**Short task**: Extract every line in the records below that contains the string "stem".
++++ Entries provided ++++
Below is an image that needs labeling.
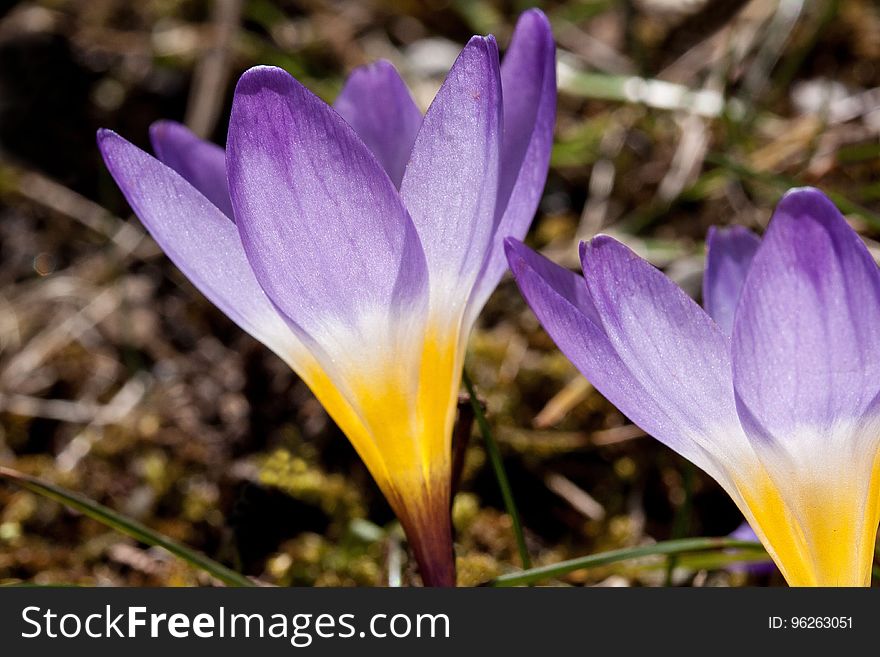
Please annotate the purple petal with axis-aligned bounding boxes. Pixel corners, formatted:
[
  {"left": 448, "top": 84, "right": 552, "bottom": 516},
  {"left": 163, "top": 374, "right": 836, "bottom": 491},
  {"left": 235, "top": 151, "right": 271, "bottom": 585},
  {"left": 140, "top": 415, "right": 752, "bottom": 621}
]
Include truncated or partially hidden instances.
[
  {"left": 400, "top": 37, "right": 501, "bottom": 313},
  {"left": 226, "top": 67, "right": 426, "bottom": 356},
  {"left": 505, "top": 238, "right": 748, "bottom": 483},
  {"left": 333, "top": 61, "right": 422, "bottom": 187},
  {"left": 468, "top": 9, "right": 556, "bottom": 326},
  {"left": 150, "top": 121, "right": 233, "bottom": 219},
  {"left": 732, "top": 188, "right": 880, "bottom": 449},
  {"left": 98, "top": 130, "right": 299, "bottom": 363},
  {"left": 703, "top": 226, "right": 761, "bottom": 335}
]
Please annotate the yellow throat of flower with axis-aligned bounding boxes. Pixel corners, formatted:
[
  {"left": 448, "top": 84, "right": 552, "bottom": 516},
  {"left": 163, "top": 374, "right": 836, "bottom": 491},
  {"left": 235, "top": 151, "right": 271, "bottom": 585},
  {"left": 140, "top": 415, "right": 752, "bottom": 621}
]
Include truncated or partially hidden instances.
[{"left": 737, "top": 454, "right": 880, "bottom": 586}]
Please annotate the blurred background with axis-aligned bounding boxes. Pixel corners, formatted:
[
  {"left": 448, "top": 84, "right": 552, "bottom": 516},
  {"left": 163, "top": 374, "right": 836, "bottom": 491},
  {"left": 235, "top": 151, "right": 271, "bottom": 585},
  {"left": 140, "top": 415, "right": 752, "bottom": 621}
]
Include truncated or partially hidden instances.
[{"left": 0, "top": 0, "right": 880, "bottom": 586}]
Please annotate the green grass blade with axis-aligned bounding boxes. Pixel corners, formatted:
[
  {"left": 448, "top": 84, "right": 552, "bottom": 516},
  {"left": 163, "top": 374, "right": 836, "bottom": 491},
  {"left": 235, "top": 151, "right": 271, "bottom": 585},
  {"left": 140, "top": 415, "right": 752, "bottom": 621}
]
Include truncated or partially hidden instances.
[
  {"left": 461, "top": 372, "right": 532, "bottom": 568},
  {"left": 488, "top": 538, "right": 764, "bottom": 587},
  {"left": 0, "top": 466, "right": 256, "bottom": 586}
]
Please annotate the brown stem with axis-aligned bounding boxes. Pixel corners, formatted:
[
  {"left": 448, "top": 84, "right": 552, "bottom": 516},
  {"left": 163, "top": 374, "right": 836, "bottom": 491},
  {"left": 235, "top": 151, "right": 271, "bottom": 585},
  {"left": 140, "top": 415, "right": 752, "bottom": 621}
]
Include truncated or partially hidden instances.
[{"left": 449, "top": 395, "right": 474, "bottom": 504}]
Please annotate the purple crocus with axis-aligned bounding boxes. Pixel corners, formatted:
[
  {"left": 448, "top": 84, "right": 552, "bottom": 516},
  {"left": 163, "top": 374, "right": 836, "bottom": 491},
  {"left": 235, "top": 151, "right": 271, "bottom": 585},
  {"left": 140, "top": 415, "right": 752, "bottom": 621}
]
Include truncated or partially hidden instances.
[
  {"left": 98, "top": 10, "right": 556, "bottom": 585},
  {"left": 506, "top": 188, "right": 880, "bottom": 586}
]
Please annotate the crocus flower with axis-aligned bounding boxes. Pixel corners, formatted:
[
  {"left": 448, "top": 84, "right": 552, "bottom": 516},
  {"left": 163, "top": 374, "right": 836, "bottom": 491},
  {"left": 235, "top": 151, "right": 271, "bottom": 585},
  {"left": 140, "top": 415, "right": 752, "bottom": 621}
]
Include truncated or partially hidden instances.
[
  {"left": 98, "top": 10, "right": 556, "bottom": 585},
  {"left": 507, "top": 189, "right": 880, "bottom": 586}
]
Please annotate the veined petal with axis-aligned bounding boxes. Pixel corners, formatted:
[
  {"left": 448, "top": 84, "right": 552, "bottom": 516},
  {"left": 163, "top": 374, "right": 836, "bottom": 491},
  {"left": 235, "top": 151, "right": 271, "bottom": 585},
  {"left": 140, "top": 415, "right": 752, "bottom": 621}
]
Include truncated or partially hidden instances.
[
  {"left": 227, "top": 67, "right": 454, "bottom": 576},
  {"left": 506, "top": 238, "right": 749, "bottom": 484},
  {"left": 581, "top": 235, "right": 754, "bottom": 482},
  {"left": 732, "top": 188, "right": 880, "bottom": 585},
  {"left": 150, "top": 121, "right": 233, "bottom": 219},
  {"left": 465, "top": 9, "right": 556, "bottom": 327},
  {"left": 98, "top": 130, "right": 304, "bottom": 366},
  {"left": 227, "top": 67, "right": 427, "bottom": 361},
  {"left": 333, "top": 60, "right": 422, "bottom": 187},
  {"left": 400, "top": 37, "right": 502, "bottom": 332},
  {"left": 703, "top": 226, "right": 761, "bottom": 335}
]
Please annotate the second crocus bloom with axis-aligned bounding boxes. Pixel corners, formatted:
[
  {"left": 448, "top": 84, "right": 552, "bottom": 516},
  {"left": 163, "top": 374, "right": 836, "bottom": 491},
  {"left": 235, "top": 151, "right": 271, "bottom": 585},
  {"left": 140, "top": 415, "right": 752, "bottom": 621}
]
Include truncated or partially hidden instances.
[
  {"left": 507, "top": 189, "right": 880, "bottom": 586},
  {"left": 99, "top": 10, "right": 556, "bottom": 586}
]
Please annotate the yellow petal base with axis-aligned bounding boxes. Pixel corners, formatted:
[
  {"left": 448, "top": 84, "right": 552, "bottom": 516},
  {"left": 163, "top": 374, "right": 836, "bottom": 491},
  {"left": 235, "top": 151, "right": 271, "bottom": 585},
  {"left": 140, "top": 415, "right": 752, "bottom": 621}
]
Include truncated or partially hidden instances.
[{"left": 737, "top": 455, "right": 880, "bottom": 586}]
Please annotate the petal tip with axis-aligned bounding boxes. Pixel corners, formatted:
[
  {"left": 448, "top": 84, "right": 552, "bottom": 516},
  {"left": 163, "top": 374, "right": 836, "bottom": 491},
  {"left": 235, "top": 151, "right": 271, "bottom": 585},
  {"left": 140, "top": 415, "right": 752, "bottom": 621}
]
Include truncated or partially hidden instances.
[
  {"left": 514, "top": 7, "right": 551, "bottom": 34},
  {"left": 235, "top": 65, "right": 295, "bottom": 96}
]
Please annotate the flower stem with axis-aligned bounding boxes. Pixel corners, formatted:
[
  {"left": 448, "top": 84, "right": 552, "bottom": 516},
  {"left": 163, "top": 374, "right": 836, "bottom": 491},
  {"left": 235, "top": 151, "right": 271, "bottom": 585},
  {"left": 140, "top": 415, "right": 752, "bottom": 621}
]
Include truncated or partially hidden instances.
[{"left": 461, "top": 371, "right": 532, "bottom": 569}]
++++
**Task answer**:
Please annotate the brown stem with axis-aligned bounding boxes. Pixel corners, formatted:
Please annotate the flower stem with axis-aligned bounding boxes. Pixel corners, formatted:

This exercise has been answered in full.